::: TEXT BLOCK :::

UK: The Astra: Single Hire Default Entitles Owners To Withdraw And Claim Loss Of Profit For Remaining Charter Period

Last Updated: 24 April 2013
Article by Fionna Gavin and David Richards

Kuwait Rocks Co v. AMN Bulkcarriers (Astra) [2013] EWHC 865 (Comm)

A Commercial Court judge has decided that a failure to pay hire under an NYPE charterparty amounts to a breach of condition, entitling a ship-owner to terminate and seek damages. This goes against the previous view generally held in the market that the obligation to pay hire under a time charter as it falls due is not a condition such that, if an owner wants to recover its future losses following a termination, it must seek to bring the charter to an end for repudiatory breach of contract, the latter invariably involving a series of consecutive defaults by the charterers.

The Court also considered whether the arbitrators had correctly applied the law on repudiatory breach and whether an addendum to the charter, stating that if the time charter was terminated the owners would be entitled to recover future loss of earnings, constituted a penalty clause.

The background facts

The Astra was chartered on an amended version of the NYPE 1946 form dated 6 October 2008 for a period of five years. Under Clause 5 of the NYPE form, a charterer is required to pay hire in advance and "failing the punctual and regular payment of hire... the Owner shall be at liberty to withdraw the vessel...". The charterparty also contained an anti-technicality provision which required the Owners to give the Charterers two banking days' notice of a failure to make a hire payment.

After the commencement of the charter, the market continued to decline and the Charterers found they could not employ the vessel at a profit. On various occasions, the Charterers sought a reduction in the hire rate and threatened that, if the Owners did not agree, then they would liquidate the company. In July 2009, the Owners agreed to reduce the hire rate for one year and the parties entered into an addendum to the charter. Amongst other things, the addendum recorded that "In the event of the termination or cancellation of the Charter by reason of any breach by or failure of the Charterers to perform their obligations, Charterers shall... pay to the Owners compensation for future loss of earnings...". This was referred to in the judgment as the "Compensation Clause".

Even after the addendum was agreed, the Charterers continued to insist on further reductions of hire. When the Charterers failed to remit the hire payment due for August 2010 on time, the Owners withdrew the vessel from the Charterers' service and terminated the charterparty. The Owners then claimed their future loss of earnings for the remainder of the charter period in arbitration, arguing that: (i) the Charterers were in breach of condition in not paying hire on time and, alternatively: (ii) their conduct was a renunciatory/repudiatory breach of the charter.

::: DATASET ROWS :::

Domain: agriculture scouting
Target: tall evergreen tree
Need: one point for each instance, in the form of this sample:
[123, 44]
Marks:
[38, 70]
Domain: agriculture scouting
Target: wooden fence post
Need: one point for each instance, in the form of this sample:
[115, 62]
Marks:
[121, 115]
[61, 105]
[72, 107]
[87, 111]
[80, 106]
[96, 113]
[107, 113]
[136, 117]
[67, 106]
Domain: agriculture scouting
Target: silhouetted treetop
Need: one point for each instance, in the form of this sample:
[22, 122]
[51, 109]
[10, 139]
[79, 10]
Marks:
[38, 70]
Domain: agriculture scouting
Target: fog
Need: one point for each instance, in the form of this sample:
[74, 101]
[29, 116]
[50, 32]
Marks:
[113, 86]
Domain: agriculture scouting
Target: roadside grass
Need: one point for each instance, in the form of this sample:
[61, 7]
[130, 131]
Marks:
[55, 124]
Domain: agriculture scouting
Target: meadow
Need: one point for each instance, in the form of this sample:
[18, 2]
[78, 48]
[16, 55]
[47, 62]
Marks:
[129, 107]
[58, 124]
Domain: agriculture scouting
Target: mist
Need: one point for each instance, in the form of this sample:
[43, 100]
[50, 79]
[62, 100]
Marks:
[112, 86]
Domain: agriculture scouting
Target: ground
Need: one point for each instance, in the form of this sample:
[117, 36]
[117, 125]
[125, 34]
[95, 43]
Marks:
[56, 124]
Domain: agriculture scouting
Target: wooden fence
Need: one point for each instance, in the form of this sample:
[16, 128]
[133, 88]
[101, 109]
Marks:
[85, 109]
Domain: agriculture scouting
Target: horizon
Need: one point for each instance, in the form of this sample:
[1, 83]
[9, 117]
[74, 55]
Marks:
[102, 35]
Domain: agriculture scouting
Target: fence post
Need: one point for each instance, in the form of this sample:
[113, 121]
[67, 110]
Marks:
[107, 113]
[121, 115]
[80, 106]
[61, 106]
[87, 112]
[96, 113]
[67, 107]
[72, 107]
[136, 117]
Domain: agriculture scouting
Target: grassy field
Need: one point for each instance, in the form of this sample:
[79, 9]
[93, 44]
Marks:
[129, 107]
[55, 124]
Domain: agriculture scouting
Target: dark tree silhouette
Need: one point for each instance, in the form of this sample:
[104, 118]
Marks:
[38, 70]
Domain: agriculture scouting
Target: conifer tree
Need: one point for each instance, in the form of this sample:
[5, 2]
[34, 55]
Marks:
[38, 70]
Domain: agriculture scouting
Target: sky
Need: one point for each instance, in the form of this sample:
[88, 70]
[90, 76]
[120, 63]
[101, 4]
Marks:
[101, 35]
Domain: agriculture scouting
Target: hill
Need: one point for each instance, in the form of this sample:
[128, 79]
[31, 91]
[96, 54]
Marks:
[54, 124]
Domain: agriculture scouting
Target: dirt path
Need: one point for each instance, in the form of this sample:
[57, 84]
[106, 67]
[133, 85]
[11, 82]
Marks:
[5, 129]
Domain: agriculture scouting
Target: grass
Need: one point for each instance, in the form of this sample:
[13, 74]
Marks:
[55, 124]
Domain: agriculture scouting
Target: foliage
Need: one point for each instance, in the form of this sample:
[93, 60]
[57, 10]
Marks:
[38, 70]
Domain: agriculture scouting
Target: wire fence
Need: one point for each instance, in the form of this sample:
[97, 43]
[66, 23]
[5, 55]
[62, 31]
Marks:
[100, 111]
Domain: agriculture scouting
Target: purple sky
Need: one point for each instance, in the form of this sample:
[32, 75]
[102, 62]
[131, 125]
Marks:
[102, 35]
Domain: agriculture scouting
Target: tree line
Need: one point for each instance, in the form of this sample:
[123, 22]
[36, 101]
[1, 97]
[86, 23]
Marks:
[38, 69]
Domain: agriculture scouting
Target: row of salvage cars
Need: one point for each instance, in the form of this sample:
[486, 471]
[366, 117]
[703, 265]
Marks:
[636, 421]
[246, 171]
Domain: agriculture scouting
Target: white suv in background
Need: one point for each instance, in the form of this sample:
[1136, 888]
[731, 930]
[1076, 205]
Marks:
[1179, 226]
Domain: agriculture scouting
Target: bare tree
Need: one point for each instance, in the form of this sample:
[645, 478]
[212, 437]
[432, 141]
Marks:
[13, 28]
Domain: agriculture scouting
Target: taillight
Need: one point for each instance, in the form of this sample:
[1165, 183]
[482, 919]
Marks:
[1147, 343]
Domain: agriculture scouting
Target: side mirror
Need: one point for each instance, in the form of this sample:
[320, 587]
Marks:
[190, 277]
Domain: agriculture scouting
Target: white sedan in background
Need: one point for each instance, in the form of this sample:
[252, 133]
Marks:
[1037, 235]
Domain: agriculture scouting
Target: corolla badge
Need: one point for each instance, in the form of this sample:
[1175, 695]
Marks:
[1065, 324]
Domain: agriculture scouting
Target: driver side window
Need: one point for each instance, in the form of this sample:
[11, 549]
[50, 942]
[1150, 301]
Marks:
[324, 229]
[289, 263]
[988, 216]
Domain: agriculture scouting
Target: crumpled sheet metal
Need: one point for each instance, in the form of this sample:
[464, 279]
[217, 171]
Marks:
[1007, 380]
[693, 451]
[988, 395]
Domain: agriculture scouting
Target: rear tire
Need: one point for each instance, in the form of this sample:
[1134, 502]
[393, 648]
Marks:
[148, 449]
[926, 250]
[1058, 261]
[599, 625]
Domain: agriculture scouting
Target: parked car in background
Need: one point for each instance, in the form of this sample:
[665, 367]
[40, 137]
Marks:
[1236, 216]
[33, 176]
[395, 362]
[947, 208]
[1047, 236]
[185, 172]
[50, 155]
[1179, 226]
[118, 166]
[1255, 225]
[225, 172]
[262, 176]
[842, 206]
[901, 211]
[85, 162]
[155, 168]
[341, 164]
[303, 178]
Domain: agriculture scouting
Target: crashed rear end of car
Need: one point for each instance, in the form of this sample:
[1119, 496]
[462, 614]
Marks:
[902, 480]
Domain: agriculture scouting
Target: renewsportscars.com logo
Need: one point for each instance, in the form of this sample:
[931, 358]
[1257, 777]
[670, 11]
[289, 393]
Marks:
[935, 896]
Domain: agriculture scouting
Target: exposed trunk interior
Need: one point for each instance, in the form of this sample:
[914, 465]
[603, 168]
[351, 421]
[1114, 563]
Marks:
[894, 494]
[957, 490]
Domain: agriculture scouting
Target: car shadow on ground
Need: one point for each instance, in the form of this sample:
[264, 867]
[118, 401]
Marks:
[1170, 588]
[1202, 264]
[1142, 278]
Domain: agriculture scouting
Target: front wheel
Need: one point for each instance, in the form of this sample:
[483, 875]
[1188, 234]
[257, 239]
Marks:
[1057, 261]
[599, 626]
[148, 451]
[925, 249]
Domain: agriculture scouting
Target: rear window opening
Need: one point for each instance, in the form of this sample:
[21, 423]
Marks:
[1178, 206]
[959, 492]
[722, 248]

:::

» **PROBLEM SET**:
[1] List every date in the article on The Astra that includes at least a month.
[2] Retype the passage of the article on The Astra from "UK: The Astra: Single" to "by the charterers.".
[3] According to the article on The Astra, how much notice did the anti-technicality provision require the Owners to give the Charterers of a failure to make a hire payment?

» **THE RESPONSES**:
[1]
24 April 2013
6 October 2008
July 2009
August 2010

[2]
UK: The Astra: Single Hire Default Entitles Owners To Withdraw And Claim Loss Of Profit For Remaining Charter Period

Last Updated: 24 April 2013
Article by Fionna Gavin and David Richards

Kuwait Rocks Co v. AMN Bulkcarriers (Astra) [2013] EWHC 865 (Comm)

A Commercial Court judge has decided that a failure to pay hire under an NYPE charterparty amounts to a breach of condition, entitling a ship-owner to terminate and seek damages. This goes against the previous view generally held in the market that the obligation to pay hire under a time charter as it falls due is not a condition such that, if an owner wants to recover its future losses following a termination, it must seek to bring the charter to an end for repudiatory breach of contract, the latter invariably involving a series of consecutive defaults by the charterers.

[3] Two banking days' notice.